TEXT SHOWN
— begin —

Neo4j Basics

Introduction

Neo4j is a popular graph database management system that belongs to the NoSQL family. Unlike traditional relational databases that store data in tables, Neo4j uses a graph structure to represent and store data. This makes it exceptionally powerful for managing highly connected data and performing complex relationship-based queries.

In this tutorial, we'll explore the fundamentals of Neo4j, understand its core concepts, and learn how to perform basic operations using the Cypher query language.

What is a Graph Database?

At its core, a graph database stores data in nodes (entities) and relationships (connections between entities). This structure closely mirrors how we naturally think about many domains - as objects connected by various relationships.

— end —

EXERCISE REQUIREMENTS
- A) In the Neo4j basics text, what structure does Neo4j use to represent and store data?
- B) Quote the Neo4j basics text starting at "In this tutorial, we'll" and ending at "a Graph Database?".

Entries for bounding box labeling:

— begin —

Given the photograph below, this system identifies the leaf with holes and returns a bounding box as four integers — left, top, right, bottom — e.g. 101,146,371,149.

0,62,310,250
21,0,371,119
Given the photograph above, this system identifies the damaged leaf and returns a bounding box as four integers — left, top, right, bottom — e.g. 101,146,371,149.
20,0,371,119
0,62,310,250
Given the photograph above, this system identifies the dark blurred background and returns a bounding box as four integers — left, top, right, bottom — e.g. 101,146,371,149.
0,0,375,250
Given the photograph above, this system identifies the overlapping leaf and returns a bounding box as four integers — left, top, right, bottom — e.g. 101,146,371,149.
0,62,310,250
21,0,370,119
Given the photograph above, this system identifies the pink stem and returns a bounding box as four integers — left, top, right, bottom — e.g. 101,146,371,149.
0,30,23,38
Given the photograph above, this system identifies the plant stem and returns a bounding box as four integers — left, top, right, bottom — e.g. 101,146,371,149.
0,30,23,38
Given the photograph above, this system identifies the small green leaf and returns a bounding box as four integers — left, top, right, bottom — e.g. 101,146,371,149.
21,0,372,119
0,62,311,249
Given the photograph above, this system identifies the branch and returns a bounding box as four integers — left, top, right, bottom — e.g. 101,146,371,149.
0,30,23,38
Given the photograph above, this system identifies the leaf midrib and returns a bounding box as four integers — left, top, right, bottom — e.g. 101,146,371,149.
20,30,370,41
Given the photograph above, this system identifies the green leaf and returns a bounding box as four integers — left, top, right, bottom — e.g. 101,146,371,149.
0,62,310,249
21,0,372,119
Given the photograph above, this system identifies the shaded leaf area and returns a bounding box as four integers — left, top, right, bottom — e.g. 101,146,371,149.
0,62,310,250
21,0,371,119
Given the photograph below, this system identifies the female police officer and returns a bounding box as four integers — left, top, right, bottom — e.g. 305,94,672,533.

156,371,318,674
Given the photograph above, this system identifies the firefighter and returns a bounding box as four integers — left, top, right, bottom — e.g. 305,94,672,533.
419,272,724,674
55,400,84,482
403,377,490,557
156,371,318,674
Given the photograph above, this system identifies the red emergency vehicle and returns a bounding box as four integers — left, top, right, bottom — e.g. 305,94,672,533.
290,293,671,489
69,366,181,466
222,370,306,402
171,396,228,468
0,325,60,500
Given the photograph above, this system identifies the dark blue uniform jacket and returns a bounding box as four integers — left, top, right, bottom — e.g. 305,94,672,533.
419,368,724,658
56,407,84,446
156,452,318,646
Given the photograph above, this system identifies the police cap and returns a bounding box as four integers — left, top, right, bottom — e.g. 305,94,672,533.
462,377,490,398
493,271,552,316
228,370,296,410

— end —

RESPONSES
- A) A graph structure.

- B)
In this tutorial, we'll explore the fundamentals of Neo4j, understand its core concepts, and learn how to perform basic operations using the Cypher query language.

What is a Graph Database?